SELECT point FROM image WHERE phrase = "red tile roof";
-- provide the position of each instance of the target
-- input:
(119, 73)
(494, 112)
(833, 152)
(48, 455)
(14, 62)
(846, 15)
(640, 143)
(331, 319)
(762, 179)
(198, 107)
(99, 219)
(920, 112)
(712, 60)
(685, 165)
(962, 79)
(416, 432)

* Exercise goal *
Copy out every line of the material above, request lines included, and raise both the x and y coordinates of each answer point by 15.

* Final answer *
SELECT point FROM image WHERE phrase = "red tile roof";
-- provide the position of each instance of the target
-- input:
(134, 88)
(509, 127)
(848, 167)
(63, 470)
(29, 77)
(861, 30)
(655, 158)
(346, 334)
(777, 194)
(213, 122)
(114, 234)
(935, 127)
(727, 75)
(700, 180)
(977, 94)
(431, 447)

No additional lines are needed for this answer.